### [What you need to do]
State how many lines in the items below contain the string "target". Give only the number.
== Exercise data ==
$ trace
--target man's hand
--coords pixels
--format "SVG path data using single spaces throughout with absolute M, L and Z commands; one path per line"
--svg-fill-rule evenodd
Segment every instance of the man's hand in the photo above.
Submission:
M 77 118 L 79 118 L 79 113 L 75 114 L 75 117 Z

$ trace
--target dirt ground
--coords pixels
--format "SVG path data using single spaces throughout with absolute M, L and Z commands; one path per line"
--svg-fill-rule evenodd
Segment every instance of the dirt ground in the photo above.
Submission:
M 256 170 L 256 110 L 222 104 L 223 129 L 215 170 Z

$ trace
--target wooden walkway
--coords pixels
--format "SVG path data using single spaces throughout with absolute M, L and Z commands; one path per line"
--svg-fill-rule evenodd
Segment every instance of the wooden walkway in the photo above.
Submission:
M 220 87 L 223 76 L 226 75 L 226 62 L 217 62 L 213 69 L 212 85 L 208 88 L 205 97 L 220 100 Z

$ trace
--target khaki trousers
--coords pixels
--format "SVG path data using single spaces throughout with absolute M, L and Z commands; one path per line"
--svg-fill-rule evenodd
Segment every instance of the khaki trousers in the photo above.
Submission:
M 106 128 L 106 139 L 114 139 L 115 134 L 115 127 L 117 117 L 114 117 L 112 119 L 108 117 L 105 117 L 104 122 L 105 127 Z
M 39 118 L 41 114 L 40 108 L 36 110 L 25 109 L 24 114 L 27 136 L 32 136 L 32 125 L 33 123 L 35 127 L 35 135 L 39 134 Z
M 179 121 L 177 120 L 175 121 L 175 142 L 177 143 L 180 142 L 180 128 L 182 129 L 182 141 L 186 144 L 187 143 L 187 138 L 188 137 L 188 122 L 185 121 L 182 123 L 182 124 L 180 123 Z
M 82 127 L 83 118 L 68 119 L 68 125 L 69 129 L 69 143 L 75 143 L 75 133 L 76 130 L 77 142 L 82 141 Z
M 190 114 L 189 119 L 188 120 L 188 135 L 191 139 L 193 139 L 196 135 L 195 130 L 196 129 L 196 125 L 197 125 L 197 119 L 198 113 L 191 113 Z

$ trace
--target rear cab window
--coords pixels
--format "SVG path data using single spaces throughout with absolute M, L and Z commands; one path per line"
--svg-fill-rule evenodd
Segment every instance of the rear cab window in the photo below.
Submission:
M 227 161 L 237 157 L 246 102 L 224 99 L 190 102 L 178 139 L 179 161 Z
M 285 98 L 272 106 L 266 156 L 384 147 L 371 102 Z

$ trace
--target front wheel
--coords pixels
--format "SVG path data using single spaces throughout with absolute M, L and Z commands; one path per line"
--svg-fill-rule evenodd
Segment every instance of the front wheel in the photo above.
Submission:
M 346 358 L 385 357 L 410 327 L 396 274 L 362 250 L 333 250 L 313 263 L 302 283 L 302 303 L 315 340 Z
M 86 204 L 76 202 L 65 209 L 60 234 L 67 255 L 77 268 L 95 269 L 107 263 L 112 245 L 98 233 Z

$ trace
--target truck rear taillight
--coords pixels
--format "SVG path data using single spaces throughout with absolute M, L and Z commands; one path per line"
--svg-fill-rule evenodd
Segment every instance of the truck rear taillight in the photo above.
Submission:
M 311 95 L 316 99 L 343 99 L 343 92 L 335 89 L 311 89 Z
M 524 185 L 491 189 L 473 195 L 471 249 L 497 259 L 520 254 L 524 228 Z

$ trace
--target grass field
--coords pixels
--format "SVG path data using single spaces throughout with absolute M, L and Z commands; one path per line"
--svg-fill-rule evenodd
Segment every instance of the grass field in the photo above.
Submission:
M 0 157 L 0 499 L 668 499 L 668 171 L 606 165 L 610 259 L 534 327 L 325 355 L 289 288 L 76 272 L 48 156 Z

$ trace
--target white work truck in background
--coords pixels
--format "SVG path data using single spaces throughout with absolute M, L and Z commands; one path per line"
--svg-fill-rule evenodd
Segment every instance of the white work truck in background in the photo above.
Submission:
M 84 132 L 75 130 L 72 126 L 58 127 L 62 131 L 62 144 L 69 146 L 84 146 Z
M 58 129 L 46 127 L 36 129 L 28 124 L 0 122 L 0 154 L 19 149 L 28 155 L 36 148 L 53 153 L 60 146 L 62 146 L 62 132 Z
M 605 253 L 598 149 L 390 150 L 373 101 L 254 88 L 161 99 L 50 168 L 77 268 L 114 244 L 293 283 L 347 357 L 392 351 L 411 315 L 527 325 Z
===
### [Response for this exercise]
9